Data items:

━━━━━━━━

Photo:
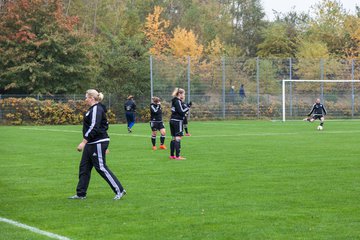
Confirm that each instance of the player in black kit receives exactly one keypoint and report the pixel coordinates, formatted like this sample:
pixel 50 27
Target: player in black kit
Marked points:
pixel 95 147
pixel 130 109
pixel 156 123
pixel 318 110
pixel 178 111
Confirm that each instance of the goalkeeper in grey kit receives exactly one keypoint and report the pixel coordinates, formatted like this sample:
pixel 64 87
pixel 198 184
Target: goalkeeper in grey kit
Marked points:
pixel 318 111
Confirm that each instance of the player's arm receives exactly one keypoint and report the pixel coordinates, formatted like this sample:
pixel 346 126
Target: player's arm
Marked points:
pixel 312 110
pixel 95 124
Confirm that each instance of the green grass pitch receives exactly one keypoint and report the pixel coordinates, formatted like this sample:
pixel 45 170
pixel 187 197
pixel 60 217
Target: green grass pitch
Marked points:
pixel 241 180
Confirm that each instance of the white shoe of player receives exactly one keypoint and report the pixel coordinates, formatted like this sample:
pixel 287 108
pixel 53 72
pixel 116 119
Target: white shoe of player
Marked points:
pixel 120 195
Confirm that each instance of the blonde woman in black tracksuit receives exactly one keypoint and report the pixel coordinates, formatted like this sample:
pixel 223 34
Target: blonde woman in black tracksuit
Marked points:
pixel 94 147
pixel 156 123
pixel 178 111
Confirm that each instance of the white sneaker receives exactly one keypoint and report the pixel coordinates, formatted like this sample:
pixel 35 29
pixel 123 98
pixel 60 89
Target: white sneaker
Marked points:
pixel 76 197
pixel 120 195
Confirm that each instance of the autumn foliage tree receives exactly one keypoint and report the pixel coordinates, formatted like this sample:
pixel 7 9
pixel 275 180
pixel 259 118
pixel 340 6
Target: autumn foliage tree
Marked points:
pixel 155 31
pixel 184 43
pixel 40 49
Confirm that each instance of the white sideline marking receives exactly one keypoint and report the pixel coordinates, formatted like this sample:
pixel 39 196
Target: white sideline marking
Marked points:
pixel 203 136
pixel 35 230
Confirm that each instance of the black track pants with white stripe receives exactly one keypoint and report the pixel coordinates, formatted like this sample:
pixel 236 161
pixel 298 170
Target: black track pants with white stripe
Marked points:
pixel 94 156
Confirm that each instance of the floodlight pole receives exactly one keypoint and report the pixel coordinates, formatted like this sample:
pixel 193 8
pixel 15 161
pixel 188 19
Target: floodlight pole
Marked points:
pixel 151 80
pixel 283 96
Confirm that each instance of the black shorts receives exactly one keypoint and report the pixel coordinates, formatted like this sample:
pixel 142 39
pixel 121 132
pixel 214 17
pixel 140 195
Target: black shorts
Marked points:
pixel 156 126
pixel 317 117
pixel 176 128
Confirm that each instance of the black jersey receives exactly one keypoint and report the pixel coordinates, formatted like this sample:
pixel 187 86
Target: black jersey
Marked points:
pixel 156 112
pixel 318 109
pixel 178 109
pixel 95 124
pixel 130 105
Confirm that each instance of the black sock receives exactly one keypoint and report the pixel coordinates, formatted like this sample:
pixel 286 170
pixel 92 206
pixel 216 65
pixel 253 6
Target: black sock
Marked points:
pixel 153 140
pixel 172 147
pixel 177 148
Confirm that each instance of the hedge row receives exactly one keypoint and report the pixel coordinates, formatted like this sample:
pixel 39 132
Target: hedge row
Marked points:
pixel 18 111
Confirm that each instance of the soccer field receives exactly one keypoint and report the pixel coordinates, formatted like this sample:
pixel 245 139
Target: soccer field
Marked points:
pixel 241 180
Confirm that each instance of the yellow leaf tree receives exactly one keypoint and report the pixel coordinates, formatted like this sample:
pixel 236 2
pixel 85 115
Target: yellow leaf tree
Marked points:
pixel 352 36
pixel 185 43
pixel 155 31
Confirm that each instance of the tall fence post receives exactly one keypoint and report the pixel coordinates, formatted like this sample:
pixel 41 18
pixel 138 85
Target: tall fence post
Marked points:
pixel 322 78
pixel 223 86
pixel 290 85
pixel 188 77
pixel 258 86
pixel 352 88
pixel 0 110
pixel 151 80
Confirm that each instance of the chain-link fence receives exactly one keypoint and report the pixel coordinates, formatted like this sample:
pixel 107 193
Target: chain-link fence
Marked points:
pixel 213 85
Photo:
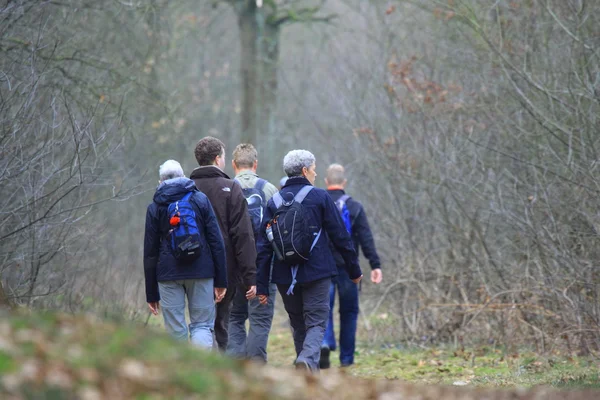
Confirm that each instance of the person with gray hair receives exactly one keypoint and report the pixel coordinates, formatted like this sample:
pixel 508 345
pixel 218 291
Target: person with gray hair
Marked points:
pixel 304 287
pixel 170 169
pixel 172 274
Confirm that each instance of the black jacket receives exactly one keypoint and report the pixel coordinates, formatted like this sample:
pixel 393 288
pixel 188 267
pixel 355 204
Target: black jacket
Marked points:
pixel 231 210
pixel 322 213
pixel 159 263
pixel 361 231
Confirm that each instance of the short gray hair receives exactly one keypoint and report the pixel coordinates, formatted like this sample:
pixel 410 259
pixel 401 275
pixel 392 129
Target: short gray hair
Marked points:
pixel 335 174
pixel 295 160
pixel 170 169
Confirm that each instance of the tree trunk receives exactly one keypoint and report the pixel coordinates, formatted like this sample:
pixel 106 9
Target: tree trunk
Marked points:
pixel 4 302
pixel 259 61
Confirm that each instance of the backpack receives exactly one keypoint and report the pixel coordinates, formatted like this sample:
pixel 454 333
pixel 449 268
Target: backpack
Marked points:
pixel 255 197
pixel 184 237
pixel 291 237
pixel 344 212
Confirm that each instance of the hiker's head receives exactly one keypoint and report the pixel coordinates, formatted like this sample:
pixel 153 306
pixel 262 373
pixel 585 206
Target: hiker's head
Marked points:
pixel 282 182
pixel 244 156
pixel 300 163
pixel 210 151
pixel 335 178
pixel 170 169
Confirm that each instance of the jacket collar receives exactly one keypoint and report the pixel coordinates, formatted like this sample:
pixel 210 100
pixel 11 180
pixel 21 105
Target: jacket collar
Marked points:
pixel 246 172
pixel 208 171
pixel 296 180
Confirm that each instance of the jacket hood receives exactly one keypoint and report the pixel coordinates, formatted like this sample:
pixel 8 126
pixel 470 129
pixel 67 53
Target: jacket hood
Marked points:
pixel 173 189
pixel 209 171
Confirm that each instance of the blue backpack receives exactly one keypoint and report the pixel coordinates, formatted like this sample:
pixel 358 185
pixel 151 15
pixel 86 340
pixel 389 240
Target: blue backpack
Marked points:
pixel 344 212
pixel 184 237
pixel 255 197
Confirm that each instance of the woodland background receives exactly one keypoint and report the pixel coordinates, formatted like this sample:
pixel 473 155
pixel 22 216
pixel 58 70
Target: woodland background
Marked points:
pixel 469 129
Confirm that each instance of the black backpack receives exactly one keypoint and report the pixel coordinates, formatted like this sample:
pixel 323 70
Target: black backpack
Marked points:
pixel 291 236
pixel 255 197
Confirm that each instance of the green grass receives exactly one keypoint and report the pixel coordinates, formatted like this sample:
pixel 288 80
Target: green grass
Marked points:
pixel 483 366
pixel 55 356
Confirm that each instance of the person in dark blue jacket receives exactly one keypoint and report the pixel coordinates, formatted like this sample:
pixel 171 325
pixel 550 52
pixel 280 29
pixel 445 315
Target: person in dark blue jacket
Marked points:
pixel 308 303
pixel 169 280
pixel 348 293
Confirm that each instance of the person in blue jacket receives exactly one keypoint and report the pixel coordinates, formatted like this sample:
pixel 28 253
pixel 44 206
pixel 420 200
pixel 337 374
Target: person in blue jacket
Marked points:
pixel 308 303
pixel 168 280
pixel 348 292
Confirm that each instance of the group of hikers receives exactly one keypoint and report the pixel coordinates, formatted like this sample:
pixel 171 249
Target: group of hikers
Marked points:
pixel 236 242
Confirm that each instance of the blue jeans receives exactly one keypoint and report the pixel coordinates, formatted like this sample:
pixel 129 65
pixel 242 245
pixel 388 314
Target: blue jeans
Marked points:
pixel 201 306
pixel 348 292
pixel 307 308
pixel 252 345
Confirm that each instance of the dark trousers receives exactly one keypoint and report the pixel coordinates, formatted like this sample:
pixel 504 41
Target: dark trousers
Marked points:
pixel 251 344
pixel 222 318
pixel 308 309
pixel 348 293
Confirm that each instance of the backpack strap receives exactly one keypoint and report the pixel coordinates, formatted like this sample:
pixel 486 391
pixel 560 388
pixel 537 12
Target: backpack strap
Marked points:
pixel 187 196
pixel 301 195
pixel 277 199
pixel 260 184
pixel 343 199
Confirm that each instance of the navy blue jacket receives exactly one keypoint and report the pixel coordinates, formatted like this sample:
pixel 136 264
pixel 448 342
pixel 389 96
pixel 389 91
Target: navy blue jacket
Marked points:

━━━━━━━━

Return exactly the lines from the line bearing "Confirm that each instance of the group" to the end of the records, inclusive of both; include no other lines.

Confirm that each instance of the group of hikers receives exactly one keypoint and report the pixel coordinates, formatted like this sample:
pixel 171 249
Target: group of hikers
Marked points:
pixel 236 242
Confirm that each instance of the blue jeans receives exactly one keypoint and report the pixel coordinates, formatted like this sample:
pixel 129 65
pixel 242 245
pixel 388 314
Target: blue jeans
Marked points:
pixel 201 306
pixel 348 292
pixel 307 308
pixel 252 345
Confirm that each instance of the dark trousers receives exactly one keypoint and report the pixel coordinates, formatted like this sample:
pixel 504 41
Target: dark trousers
Marked points:
pixel 251 344
pixel 222 318
pixel 308 309
pixel 348 293
Confirm that each instance of the backpack strap receives exactly one keypoint and report the pixel coordinates, formatted like this sample:
pixel 486 391
pixel 560 388
pixel 537 12
Target: backpack strap
Marked points:
pixel 187 196
pixel 301 195
pixel 277 199
pixel 260 184
pixel 343 199
Confirm that each instance of the navy blue jacket receives exactly one keypoint and report the pixel coordinates, formatted like this sample:
pixel 136 264
pixel 448 342
pixel 389 96
pixel 389 91
Target: navy blue jacket
Marked points:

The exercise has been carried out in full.